→ DIRECTIONS FOR THIS TASK
Could you write out these rows again, switching every "Target" to "Object" and leaving everything else as it is?

→ STORED ROWS
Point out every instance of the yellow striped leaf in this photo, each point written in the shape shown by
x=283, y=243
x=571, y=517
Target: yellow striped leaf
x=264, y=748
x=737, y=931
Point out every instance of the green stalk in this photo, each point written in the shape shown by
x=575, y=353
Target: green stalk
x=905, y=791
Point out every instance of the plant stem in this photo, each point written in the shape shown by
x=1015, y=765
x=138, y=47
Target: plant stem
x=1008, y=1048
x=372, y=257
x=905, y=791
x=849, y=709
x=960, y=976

→ SOLUTION TO THIS TASK
Point out every instance of the yellow striped leaf in this photo, each point written in the shape shown by
x=283, y=243
x=571, y=517
Object: yellow striped leaf
x=264, y=748
x=737, y=931
Point out every instance of the green stalk in this photo, each point written in the shape shown by
x=575, y=353
Object: green stalk
x=905, y=791
Point out every instance of the plant stem in this photo, each point written in the shape shown by
x=1015, y=765
x=138, y=47
Object: plant stem
x=1008, y=1048
x=372, y=257
x=905, y=791
x=849, y=709
x=960, y=976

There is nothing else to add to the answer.